AIM → Copy each of the records below verbatim.

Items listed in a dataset
——

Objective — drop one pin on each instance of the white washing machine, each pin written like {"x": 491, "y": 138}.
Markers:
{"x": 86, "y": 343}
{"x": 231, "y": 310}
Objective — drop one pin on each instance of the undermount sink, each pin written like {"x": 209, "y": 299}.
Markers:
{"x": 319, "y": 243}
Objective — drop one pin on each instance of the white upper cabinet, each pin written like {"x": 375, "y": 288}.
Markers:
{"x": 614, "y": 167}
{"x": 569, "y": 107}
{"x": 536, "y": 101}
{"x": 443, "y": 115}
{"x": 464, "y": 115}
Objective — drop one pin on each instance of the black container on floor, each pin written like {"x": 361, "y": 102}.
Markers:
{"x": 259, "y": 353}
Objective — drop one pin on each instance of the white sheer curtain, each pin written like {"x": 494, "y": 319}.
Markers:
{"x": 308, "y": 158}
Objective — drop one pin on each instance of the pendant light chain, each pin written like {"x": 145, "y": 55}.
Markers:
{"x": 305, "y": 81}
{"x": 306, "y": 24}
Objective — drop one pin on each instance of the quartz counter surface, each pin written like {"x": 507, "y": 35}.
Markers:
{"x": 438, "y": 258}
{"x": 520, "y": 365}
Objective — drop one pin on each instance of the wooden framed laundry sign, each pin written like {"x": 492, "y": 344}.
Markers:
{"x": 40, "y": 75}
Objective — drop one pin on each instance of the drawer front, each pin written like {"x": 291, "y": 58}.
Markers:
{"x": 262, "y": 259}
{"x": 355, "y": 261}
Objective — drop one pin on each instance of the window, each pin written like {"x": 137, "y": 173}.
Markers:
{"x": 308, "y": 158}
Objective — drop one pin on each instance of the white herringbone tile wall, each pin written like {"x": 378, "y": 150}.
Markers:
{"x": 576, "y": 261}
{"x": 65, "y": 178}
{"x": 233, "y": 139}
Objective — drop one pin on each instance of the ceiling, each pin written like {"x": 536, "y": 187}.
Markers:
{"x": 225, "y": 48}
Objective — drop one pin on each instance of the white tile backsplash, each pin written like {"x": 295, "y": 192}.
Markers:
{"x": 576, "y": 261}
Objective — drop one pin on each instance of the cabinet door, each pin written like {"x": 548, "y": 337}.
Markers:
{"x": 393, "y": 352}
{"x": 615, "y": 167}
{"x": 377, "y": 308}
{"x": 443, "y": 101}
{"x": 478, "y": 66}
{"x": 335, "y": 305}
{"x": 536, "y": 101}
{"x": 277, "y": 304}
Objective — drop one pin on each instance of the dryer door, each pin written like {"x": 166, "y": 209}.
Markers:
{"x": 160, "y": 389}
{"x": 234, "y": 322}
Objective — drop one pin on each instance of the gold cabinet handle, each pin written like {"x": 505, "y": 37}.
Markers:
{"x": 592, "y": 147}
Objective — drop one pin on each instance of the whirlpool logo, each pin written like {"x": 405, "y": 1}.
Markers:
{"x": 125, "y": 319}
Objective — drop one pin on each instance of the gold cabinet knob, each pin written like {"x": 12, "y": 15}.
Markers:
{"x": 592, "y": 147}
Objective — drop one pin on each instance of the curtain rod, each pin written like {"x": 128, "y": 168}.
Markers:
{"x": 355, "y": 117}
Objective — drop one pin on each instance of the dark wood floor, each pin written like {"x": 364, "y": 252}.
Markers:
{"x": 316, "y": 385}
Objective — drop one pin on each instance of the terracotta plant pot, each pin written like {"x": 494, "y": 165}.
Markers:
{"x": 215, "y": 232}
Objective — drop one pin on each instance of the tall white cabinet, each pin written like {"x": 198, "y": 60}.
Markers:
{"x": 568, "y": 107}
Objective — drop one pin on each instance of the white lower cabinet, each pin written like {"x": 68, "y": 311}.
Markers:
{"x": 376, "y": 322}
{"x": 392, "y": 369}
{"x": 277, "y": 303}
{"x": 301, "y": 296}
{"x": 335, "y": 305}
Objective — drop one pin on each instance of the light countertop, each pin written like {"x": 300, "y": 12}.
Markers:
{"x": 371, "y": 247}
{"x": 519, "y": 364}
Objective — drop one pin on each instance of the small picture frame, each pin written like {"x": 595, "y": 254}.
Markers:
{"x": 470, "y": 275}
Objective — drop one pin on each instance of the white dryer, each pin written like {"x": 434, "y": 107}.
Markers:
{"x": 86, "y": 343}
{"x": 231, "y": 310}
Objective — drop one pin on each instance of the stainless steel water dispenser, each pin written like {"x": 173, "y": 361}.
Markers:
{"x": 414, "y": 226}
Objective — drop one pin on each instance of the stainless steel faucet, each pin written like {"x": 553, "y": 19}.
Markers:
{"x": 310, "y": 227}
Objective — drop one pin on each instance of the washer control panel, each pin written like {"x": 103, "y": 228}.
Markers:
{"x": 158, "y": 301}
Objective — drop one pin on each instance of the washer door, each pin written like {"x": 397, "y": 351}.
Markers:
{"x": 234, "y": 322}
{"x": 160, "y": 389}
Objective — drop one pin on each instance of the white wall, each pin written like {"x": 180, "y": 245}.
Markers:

——

EXPECTED ANSWER →
Objective — drop one pin on each instance of the white washing machine, each pin written like {"x": 491, "y": 138}.
Markers:
{"x": 86, "y": 343}
{"x": 231, "y": 310}
Objective — drop one pin on each instance of the undermount sink, each pin written like {"x": 209, "y": 299}.
Markers:
{"x": 319, "y": 243}
Objective — drop one pin on each instance of the white upper cabinet, each pin written like {"x": 375, "y": 288}.
Markers:
{"x": 614, "y": 167}
{"x": 569, "y": 107}
{"x": 536, "y": 101}
{"x": 443, "y": 115}
{"x": 464, "y": 115}
Objective — drop one pin on each instance of the black container on floor, each pin written like {"x": 361, "y": 102}.
Markers:
{"x": 259, "y": 353}
Objective — drop one pin on each instance of the white sheer curtain, each pin written like {"x": 494, "y": 319}.
Markers:
{"x": 308, "y": 158}
Objective — drop one pin on each instance of the pendant light chain, each pin written like {"x": 145, "y": 55}.
Markers:
{"x": 305, "y": 81}
{"x": 306, "y": 24}
Objective — drop one pin on each instance of the quartz counter surface, each pin written like {"x": 507, "y": 35}.
Markers:
{"x": 438, "y": 258}
{"x": 520, "y": 365}
Objective — drop one pin on each instance of the wooden framed laundry sign, each pin written like {"x": 492, "y": 344}.
Markers:
{"x": 40, "y": 75}
Objective — drop one pin on each instance of the drawer front, each pin written like {"x": 291, "y": 58}.
Markers:
{"x": 262, "y": 259}
{"x": 355, "y": 261}
Objective — drop one pin on each instance of the window, each pin written like {"x": 137, "y": 173}.
Markers:
{"x": 308, "y": 158}
Objective — drop one pin on each instance of the white herringbone tile wall, each pin written like {"x": 378, "y": 150}.
Markers:
{"x": 576, "y": 261}
{"x": 65, "y": 178}
{"x": 233, "y": 139}
Objective — drop one pin on each instance of the ceiling, each pin written like {"x": 536, "y": 187}.
Markers:
{"x": 225, "y": 48}
Objective — drop one pin on each instance of the white tile backsplash, each pin written like {"x": 295, "y": 192}.
Markers:
{"x": 576, "y": 261}
Objective — drop one pin on each instance of the cabinet door, each pin written like {"x": 548, "y": 337}.
Markers:
{"x": 393, "y": 352}
{"x": 615, "y": 167}
{"x": 377, "y": 308}
{"x": 443, "y": 101}
{"x": 478, "y": 66}
{"x": 335, "y": 305}
{"x": 536, "y": 101}
{"x": 277, "y": 304}
Objective — drop one pin on each instance of the dryer door, each pin written like {"x": 166, "y": 209}.
Markers:
{"x": 160, "y": 389}
{"x": 234, "y": 322}
Objective — drop one pin on each instance of the gold cabinet handle, each pin written like {"x": 505, "y": 37}.
Markers:
{"x": 592, "y": 147}
Objective — drop one pin on each instance of the whirlpool logo, each pin written like {"x": 405, "y": 1}.
Markers:
{"x": 125, "y": 319}
Objective — drop one pin on each instance of the gold cabinet knob, each pin written like {"x": 12, "y": 15}.
Markers:
{"x": 592, "y": 147}
Objective — drop one pin on each instance of the curtain rod, each pin written like {"x": 128, "y": 168}.
Markers:
{"x": 355, "y": 117}
Objective — drop one pin on each instance of the dark wood floor, each pin written like {"x": 364, "y": 252}.
Markers:
{"x": 316, "y": 385}
Objective — drop one pin on each instance of the terracotta plant pot, each pin written like {"x": 494, "y": 165}.
Markers:
{"x": 215, "y": 232}
Objective — drop one pin on each instance of the tall white cabinet, each pin written like {"x": 198, "y": 60}.
Markers:
{"x": 568, "y": 107}
Objective — drop one pin on each instance of the white lower cabinet, each pin written like {"x": 68, "y": 311}.
Markers:
{"x": 376, "y": 322}
{"x": 392, "y": 369}
{"x": 277, "y": 303}
{"x": 301, "y": 296}
{"x": 335, "y": 305}
Objective — drop one pin on each instance of the light countertop, each pin written like {"x": 300, "y": 12}.
Markers:
{"x": 371, "y": 247}
{"x": 519, "y": 364}
Objective — drop one pin on each instance of the small picture frame, each pin written like {"x": 595, "y": 254}.
Markers:
{"x": 470, "y": 275}
Objective — drop one pin on each instance of the white dryer, each pin written like {"x": 434, "y": 107}.
Markers:
{"x": 86, "y": 343}
{"x": 231, "y": 310}
Objective — drop one pin on each instance of the stainless steel water dispenser, each pin written like {"x": 173, "y": 361}.
Markers:
{"x": 414, "y": 226}
Objective — drop one pin on each instance of the stainless steel faucet, each pin written like {"x": 553, "y": 19}.
Markers:
{"x": 310, "y": 227}
Objective — drop one pin on each instance of the washer control panel, each pin written like {"x": 103, "y": 228}.
Markers:
{"x": 158, "y": 301}
Objective — drop one pin on each instance of the washer door, each pin written like {"x": 397, "y": 351}.
Markers:
{"x": 234, "y": 322}
{"x": 160, "y": 389}
Objective — drop one pin on each instance of the white wall, each pin written like {"x": 180, "y": 245}.
Markers:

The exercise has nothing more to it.